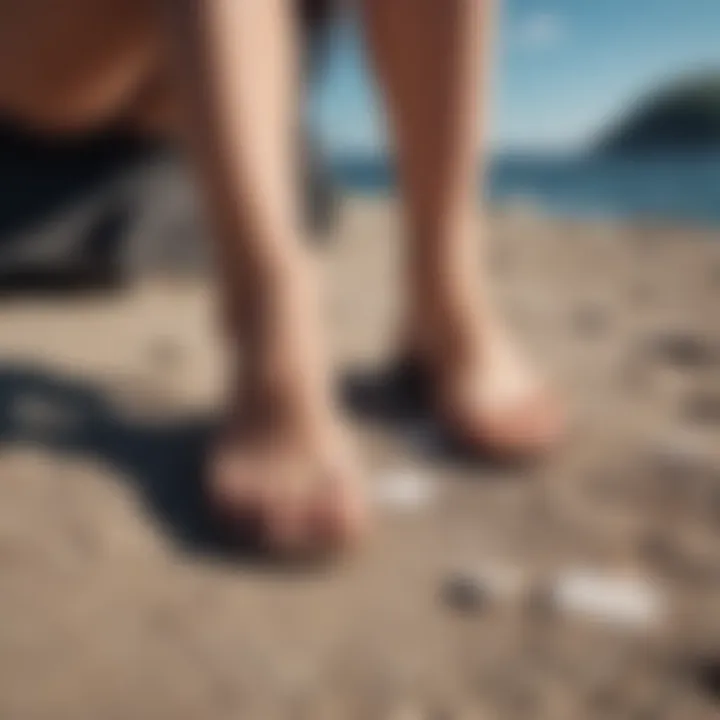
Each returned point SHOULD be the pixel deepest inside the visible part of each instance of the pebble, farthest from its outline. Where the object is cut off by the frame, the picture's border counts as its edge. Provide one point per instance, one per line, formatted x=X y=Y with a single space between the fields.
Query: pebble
x=466 y=593
x=492 y=584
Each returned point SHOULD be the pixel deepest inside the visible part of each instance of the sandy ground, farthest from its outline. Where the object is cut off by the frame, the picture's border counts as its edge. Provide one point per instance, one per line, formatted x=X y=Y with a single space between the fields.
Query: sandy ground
x=116 y=602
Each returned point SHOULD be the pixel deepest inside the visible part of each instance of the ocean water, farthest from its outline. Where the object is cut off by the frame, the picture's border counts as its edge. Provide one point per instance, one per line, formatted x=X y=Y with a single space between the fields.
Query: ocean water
x=673 y=188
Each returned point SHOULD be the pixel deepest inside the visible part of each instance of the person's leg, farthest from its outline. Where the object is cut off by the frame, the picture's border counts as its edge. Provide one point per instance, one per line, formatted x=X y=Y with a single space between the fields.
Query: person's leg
x=283 y=459
x=429 y=56
x=76 y=66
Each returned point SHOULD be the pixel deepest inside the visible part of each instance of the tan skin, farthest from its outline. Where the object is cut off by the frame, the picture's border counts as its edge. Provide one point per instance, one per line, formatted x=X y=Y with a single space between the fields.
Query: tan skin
x=225 y=73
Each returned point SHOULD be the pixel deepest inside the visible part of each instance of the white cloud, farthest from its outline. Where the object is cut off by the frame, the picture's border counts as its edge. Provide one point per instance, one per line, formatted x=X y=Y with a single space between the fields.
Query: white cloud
x=541 y=31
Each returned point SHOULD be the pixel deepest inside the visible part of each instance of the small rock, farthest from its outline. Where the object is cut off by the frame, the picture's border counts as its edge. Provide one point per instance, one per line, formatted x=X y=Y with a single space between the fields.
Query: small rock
x=466 y=593
x=473 y=591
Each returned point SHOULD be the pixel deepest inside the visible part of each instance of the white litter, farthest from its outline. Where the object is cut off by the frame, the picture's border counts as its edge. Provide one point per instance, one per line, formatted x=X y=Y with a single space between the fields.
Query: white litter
x=405 y=490
x=625 y=601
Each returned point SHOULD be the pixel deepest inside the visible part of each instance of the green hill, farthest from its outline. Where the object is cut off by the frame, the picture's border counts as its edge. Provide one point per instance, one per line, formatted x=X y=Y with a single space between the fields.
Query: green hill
x=684 y=116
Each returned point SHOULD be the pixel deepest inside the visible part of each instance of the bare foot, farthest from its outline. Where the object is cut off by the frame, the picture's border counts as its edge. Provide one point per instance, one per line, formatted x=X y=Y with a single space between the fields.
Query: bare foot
x=291 y=486
x=486 y=396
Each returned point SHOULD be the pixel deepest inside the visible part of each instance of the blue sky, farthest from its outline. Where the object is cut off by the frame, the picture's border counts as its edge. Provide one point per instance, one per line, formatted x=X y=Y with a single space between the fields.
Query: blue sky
x=563 y=69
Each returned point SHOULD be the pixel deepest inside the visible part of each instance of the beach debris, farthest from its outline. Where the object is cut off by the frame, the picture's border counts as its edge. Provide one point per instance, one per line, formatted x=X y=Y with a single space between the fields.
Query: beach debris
x=626 y=602
x=405 y=490
x=622 y=601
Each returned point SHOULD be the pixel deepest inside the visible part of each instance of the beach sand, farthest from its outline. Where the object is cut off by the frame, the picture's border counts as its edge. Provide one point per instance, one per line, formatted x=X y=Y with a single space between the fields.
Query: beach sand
x=116 y=602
....
- Work to be completed: Everything in the records except the pictures should be printed again exactly.

- Task result:
Each returned point SHOULD be the pixel deepest inside the visible part of each instance of the pebble, farthest from its outline. Where the object is cut off by the frame, the picture's border counts as its edge. Provide one point per instance, one per line, formatted x=X y=Y with a single space between the fields.
Query: pebble
x=466 y=593
x=492 y=584
Each returned point SHOULD be the pixel deepest inside the visible part of each instance of the sandy ground, farthest from its outline. Where the object is cut off by the frame, the picture's border counts as its edge. Provide one point per instance, one per line, formatted x=X y=Y with a single space between the fields.
Query: sandy ground
x=116 y=602
Each returned point SHOULD be the pixel deepest inside the visible part of each instance of the ocean water, farthest from its outline. Where the object is cut off by the frame, the picture's border counts as its edge. Provide one point per instance, one per line, formatted x=X y=Y with a single space between the fields.
Query: ocean water
x=673 y=188
Each returned point SHOULD be the pixel deepest inside the visible part of each instance of the person's leg, farthest from its outline. Where the object is cut off by the frame, the picture's border counts as its edge. Provide one point per instance, one per line, formatted x=X y=Y with a single space between the fields.
Query: person's leg
x=283 y=459
x=429 y=56
x=76 y=66
Each returned point SHOULD be the pixel deepest inside the visible part of each instance of the tan skin, farthest from its outline. Where the object is cut off by the frame, the picture's border counts as its edge. Provide one point per instance, one per line, formatted x=X y=Y with a single space between the fields.
Query: tan skin
x=225 y=73
Each returned point SHOULD be the pixel deepest inside the visible part of each instance of the white cloud, farthest from its outline. Where the object is cut off by the frame, the picture's border counts as its edge. Provide one point per instance, one per line, formatted x=X y=Y with a single space between the fields.
Query: white cloud
x=541 y=31
Each returned point SHOULD be the pixel deepest inside the visible part of each instance of the small rock, farthest from its outline. Where the object is cut off by the frame, the picture's border counts as its edge. Provide one point per instance, one per line, formatted x=X y=Y with a single space between the fields.
Query: small rock
x=466 y=593
x=473 y=591
Each returned point SHOULD be the pixel deepest inside the visible part of each instance of the white litter, farthest from its outline. Where the object is cut off by the frame, the picture's border counts as its edge. Provide one point per instance, one per line, formatted x=X y=Y with a single space between the fields.
Query: white litter
x=405 y=490
x=625 y=601
Each returned point SHOULD be the pixel deepest inside the visible part of each instance of the green hill, farthest from its outline. Where the object is cut off by the frame, the picture's border counts as its edge. Provide one point per instance, one per line, formatted x=X y=Y with a single space between the fields.
Query: green hill
x=684 y=116
Each returned point SHOULD be the pixel deepest inside the visible part of each instance of the bare foot, farthest from its outline. Where the object is cut off by the frame, the picture's border counts as its edge. Provide one point per instance, one per line, formatted x=X y=Y with a single space between the fields.
Query: bare foot
x=291 y=486
x=486 y=396
Each returned point SHOULD be the pixel deepest inside the visible part of each instance of the blue sky, farthest from its outline. Where the object is cut off by the frame, the picture's border counts as its edge. Provide one point per instance, one per line, formatted x=X y=Y with a single space between the fields.
Query: blue sky
x=563 y=69
Each returned point SHOULD be the pixel deepest inside the visible part of each instance of the beach debris, farthest from its outline. Where the object is cut off by the frame, the picture's border counts as its edge. Provide one point per instance, one per line, formatted x=X y=Y with a single space between the fields.
Query: beach debris
x=626 y=602
x=405 y=490
x=622 y=601
Each returned point SHOULD be the pixel deepest inside the visible part of each instance of the beach sand, farthest from its outline. Where the object is cut off by the frame, the picture's border counts as its edge. Provide one point per instance, one per line, formatted x=X y=Y with a single space between the fields.
Query: beach sand
x=116 y=602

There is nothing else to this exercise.